> [Your objective]:
Rewrite all the records below with every "segmentation" changed to "outline", leaving everything else as it stands.

> [Listing]:

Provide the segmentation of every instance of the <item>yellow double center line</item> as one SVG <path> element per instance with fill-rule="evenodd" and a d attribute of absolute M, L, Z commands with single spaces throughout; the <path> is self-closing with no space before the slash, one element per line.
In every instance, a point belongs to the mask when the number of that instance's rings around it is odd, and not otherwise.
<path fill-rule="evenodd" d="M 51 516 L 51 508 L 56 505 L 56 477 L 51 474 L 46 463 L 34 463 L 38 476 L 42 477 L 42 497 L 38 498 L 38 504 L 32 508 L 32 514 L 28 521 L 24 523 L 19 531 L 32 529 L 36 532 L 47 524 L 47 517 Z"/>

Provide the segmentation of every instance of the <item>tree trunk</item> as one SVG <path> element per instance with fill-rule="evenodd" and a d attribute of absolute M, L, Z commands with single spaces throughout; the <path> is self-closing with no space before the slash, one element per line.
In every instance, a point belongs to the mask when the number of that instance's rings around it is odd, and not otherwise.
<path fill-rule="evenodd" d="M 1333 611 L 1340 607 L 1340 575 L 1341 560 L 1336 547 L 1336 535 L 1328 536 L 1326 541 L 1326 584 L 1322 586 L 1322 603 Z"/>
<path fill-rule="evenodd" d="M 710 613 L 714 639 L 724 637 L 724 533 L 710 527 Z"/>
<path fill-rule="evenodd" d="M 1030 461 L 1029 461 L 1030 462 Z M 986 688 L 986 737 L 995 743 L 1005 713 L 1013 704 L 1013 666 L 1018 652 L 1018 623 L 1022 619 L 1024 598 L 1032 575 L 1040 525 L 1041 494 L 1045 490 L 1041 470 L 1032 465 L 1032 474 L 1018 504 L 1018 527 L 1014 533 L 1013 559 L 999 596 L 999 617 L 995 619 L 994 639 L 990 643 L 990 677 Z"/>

> [Exercise answer]:
Provide the outline of every instance of the <item>yellow double center line</item> as one SVG <path> element per instance with fill-rule="evenodd" and a d attribute of absolute M, L, Z commands with single spaces throughout; the <path> is self-closing with no space before the slash, one element per line.
In every instance, a point belongs to the mask when the number of that instance's rings around it is odd, and not otherwise.
<path fill-rule="evenodd" d="M 51 516 L 51 508 L 56 505 L 56 477 L 51 474 L 46 463 L 34 463 L 38 476 L 42 477 L 42 497 L 38 498 L 38 504 L 32 508 L 32 514 L 28 521 L 24 523 L 19 531 L 32 529 L 36 532 L 47 524 L 47 517 Z"/>

Provide the outline of every instance of the <item>tree trunk</item> as one SVG <path> element per instance with fill-rule="evenodd" and a d attribute of absolute M, L, Z commands with single spaces throughout; the <path> is self-closing with no space before the slash, one element per line.
In every instance, a point belongs to the mask when the number of that instance's rings around it is odd, and not otherwise.
<path fill-rule="evenodd" d="M 1333 611 L 1340 607 L 1340 575 L 1341 560 L 1336 547 L 1336 535 L 1328 536 L 1326 541 L 1326 584 L 1322 586 L 1322 603 Z"/>
<path fill-rule="evenodd" d="M 710 613 L 714 639 L 724 637 L 724 533 L 710 527 Z"/>
<path fill-rule="evenodd" d="M 1030 461 L 1029 461 L 1030 462 Z M 986 688 L 986 737 L 995 743 L 1005 713 L 1013 704 L 1013 666 L 1018 652 L 1018 623 L 1022 619 L 1024 598 L 1032 575 L 1040 525 L 1041 494 L 1045 490 L 1041 470 L 1032 465 L 1032 474 L 1018 504 L 1018 527 L 1014 533 L 1013 559 L 999 596 L 999 617 L 995 619 L 994 639 L 990 643 L 990 677 Z"/>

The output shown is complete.